**What is expected:** Write out the data once more, exactly as it reads.

**Records for the exercise:**

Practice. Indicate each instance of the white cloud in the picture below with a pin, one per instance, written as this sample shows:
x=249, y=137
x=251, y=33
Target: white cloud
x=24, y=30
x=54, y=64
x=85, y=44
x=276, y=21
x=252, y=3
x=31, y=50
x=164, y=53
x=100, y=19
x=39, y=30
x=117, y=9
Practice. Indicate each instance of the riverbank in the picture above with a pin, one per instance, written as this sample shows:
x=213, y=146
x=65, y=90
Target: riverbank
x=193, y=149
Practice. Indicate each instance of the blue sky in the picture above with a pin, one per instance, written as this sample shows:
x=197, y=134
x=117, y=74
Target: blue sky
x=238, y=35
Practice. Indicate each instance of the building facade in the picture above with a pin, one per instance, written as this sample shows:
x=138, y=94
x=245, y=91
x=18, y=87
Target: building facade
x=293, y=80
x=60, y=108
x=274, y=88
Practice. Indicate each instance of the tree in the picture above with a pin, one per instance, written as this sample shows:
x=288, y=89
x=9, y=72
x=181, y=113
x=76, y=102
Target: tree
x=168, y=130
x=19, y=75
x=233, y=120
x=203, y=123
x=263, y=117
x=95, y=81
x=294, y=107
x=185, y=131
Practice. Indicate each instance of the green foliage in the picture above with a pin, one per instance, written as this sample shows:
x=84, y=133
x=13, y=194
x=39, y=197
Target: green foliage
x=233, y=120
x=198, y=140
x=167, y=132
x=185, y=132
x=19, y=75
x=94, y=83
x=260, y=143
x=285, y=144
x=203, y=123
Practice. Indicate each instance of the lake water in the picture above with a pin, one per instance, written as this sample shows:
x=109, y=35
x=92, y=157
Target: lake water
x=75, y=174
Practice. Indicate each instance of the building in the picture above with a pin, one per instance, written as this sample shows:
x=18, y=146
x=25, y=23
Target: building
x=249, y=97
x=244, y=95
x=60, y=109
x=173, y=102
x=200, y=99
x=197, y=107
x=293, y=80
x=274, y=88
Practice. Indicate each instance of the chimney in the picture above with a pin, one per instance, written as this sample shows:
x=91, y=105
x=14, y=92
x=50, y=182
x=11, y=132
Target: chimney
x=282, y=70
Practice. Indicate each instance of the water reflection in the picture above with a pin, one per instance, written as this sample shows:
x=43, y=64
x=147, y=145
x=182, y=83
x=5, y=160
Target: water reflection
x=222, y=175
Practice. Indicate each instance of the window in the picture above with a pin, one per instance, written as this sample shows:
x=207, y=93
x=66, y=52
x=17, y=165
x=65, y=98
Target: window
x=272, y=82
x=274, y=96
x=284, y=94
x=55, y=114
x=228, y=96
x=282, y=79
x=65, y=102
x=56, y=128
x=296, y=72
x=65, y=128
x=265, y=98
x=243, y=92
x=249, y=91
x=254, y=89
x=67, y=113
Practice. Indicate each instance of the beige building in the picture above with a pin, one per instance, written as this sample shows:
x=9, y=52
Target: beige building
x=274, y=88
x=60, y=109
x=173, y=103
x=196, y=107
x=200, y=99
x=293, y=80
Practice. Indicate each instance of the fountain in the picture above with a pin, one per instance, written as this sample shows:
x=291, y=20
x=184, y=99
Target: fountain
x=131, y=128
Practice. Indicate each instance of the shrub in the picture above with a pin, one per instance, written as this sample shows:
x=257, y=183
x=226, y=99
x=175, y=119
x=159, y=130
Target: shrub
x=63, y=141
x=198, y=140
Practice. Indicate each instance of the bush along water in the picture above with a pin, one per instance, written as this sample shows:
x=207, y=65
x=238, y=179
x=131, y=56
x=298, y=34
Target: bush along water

**Solution for this exercise:**
Practice. Indicate each instance of the white cloud in the picture below with a pin, one per instance, written as this sample shows:
x=249, y=137
x=251, y=33
Target: white cloud
x=24, y=30
x=54, y=64
x=85, y=44
x=276, y=21
x=252, y=3
x=31, y=50
x=164, y=53
x=100, y=19
x=39, y=30
x=117, y=9
Practice. Indicate each instance of the riverbank in the picture above with a pin, one per instance, written as this sample shows:
x=213, y=146
x=65, y=90
Target: riverbank
x=193, y=149
Practice. Indicate each instance of the blue sky in the picture above with a pin, one per instance, written as this sample shows:
x=197, y=134
x=117, y=74
Target: blue sky
x=238, y=35
Practice. Indicate each instance of the building facade in the picture above with a pin, one per instance, written as this sample shows:
x=138, y=94
x=245, y=91
x=18, y=87
Target: building facade
x=293, y=80
x=60, y=108
x=274, y=88
Practice. Indicate each instance of the tree in the picture above with a pin, one per instance, written as this sample shows:
x=288, y=89
x=9, y=72
x=181, y=113
x=76, y=102
Target: tree
x=168, y=130
x=19, y=75
x=233, y=120
x=203, y=123
x=263, y=117
x=95, y=81
x=294, y=107
x=185, y=131
Practice. Indicate each instance of the green foliage in the picture above with a pin, one per instance, written as this sample shows:
x=84, y=133
x=13, y=194
x=39, y=197
Target: green foliage
x=233, y=120
x=198, y=140
x=167, y=132
x=185, y=132
x=19, y=75
x=94, y=83
x=260, y=143
x=285, y=144
x=203, y=123
Practice. Indicate each instance of the lake water in the picture above with a pin, one per instance, written as this sample shows:
x=109, y=35
x=92, y=157
Target: lake water
x=75, y=174
Practice. Indicate each instance of the building in the picture above with a pin, one per instance, written as this sample shows:
x=18, y=146
x=25, y=23
Target: building
x=249, y=97
x=244, y=95
x=60, y=109
x=173, y=102
x=200, y=99
x=197, y=107
x=293, y=80
x=274, y=88
Practice. Indicate each instance of the chimney in the picture above with a pin, one per instance, written as this sample shows:
x=91, y=105
x=14, y=92
x=50, y=182
x=11, y=132
Target: chimney
x=282, y=70
Practice. Indicate each instance of the water reflection in the picture above with a pin, one per instance, written as this sample shows:
x=43, y=64
x=147, y=145
x=182, y=83
x=5, y=160
Target: water reflection
x=222, y=175
Practice. Indicate each instance of the window in the picture above with a pin, one per instance, written as this sample shows:
x=207, y=93
x=66, y=52
x=17, y=165
x=65, y=98
Target: window
x=272, y=82
x=274, y=96
x=284, y=94
x=55, y=114
x=228, y=96
x=282, y=79
x=65, y=102
x=56, y=128
x=296, y=72
x=65, y=128
x=265, y=98
x=243, y=92
x=249, y=91
x=254, y=89
x=67, y=113
Practice. Indicate each instance of the beige building in the picture above with a pin, one per instance, written as this sample shows:
x=9, y=52
Target: beige building
x=274, y=88
x=60, y=109
x=173, y=103
x=196, y=107
x=200, y=99
x=293, y=80
Practice. Indicate each instance of the fountain in the picture above with a pin, one per instance, written as this sample shows:
x=291, y=20
x=184, y=99
Target: fountain
x=131, y=128
Practice. Indicate each instance of the shrub in the picture above with a pin, one per instance, written as this sample shows:
x=257, y=183
x=226, y=99
x=175, y=119
x=159, y=130
Target: shrub
x=63, y=141
x=198, y=140
Practice. Indicate each instance of the bush along water in the picture above with a pin, one per instance, written as this sample shows:
x=207, y=65
x=238, y=179
x=131, y=56
x=298, y=34
Target: bush along water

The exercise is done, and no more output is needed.